**The records:**
+ + + + +
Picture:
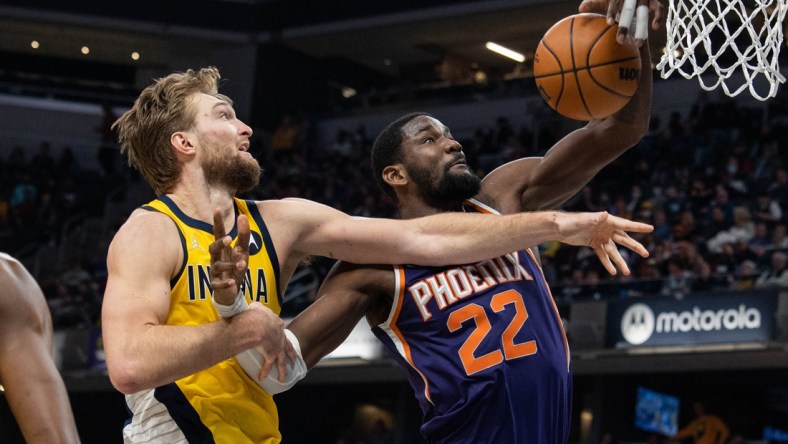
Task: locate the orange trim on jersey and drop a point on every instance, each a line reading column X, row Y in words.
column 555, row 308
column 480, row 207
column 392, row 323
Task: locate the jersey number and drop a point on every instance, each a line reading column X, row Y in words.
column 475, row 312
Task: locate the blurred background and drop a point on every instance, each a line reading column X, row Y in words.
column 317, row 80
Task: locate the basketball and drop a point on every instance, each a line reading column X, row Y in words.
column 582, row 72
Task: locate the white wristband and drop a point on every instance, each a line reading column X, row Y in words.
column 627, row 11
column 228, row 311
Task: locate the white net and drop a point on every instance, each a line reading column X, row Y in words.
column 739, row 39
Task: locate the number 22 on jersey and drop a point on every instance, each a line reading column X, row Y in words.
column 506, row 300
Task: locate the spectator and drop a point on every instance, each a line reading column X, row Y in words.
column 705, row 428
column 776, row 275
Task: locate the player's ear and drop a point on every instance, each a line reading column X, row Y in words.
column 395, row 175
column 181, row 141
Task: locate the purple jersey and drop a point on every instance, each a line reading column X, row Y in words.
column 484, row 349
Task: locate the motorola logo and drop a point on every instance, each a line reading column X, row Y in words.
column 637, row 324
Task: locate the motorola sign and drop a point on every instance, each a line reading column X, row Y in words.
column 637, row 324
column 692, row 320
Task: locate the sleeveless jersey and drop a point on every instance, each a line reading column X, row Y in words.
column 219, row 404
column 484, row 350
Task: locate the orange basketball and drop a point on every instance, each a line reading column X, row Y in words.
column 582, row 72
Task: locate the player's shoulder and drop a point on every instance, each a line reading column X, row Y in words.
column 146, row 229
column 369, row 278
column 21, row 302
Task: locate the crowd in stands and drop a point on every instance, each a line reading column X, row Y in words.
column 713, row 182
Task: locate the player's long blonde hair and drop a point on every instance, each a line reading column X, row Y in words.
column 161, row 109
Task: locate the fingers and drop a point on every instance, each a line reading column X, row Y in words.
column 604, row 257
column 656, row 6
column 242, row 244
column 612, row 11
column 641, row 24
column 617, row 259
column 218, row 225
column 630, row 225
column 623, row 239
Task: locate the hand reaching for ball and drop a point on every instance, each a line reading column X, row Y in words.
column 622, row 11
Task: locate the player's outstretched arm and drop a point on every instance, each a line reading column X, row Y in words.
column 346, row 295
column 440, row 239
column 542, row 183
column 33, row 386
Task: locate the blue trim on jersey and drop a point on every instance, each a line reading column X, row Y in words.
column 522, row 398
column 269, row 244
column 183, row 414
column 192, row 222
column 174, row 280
+ + + + +
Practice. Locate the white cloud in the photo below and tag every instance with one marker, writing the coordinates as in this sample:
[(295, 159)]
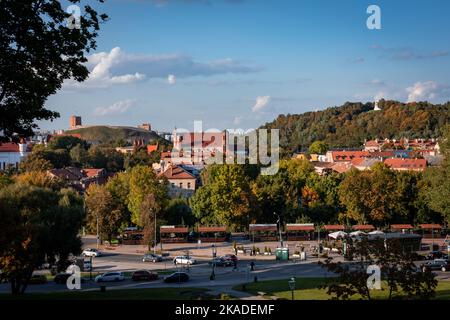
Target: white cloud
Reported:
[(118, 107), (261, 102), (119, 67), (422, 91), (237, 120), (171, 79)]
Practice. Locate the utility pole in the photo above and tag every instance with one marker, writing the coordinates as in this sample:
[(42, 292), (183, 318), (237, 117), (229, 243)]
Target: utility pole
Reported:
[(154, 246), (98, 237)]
+ + + + +
Look over the material above and report each line holding "marker".

Practice. Locate the white cloud in the photo below and tag every instance with one marker, writing the coordinates as in this sample:
Practice. Locate the utility pole in the photo above and tag every instance with one marker, writing the coordinates as in this sample:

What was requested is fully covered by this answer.